Using intervals

This document gives an overview of how to use the interval class.

Construction

The interval package can be loaded into the Python interpreter with the statement

>>> from interval import interval, inf, imath

which injects in the current namespace the interval class, a constant representing the mathematical infinity, and a module providing interval transcendental functions.

Intervals are immutable objects that can be created by specifying their connected components:

>>> k = interval([0, 1], [2, 3], [10, 15])

creates an object representing the union of the mathematical intervals [0, 1], [2, 3] and [10, 15].

>>> interval[1, 2]
interval([1.0, 2.0])

represents the mathematical interval [1, 2], not be confused with the union of the one-point intervals {1} and {2}:

>>> interval(1, 2)
interval([1.0], [2.0])

--- --- ---

# Requirement 1:
Answer these questions from the interval guide:
(a) What three things does the import statement place in the current namespace?
(b) What does the object created by k = interval([0, 1], [2, 3], [10, 15]) represent?
(c) What output does the guide show for interval(1, 2)?
# Requirement 2:
Reproduce the interval guide verbatim from "Using intervals" up to and including "interval transcendental functions.".
Answer from the interval guide alone.

# Coordinate records with annotations:
--- --- ---

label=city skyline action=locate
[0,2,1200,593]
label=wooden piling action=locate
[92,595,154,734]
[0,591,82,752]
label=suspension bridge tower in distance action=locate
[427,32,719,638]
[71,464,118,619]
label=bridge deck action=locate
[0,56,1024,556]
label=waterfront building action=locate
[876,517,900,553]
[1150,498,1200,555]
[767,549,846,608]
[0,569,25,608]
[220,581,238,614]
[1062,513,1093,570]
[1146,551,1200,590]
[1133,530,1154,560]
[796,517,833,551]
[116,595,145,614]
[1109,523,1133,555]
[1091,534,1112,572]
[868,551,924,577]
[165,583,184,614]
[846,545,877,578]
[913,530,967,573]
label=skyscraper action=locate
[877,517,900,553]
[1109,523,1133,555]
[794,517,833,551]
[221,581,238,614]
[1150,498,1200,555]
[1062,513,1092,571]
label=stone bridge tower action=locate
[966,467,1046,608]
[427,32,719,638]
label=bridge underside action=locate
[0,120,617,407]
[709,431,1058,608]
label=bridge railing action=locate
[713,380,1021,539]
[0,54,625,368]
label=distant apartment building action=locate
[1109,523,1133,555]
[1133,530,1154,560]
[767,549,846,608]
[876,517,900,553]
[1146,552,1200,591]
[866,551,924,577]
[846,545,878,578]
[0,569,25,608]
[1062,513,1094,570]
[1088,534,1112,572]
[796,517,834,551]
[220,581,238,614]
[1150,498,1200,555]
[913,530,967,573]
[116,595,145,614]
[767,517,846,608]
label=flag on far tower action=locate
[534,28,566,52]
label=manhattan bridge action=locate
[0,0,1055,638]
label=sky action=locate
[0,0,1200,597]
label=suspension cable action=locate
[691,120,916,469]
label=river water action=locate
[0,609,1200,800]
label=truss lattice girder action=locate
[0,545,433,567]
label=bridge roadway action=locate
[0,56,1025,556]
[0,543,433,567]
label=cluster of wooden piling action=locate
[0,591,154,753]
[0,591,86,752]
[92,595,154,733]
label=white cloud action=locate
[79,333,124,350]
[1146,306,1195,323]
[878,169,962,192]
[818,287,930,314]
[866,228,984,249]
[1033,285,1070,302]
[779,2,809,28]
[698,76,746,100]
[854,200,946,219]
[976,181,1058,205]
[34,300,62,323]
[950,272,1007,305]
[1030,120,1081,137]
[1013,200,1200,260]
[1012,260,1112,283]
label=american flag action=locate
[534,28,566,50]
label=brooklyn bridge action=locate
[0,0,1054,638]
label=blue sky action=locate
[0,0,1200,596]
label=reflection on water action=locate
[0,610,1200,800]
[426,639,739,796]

--- --- ---

# Exercise answer 1:
(a) The interval class, a constant representing the mathematical infinity, and a module providing interval transcendental functions.
(b) The union of the mathematical intervals [0, 1], [2, 3] and [10, 15].
(c) interval([1.0], [2.0])

# Exercise answer 2:
Using intervals

This document gives an overview of how to use the interval class.

Construction

The interval package can be loaded into the Python interpreter with the statement

>>> from interval import interval, inf, imath

which injects in the current namespace the interval class, a constant representing the mathematical infinity, and a module providing interval transcendental functions.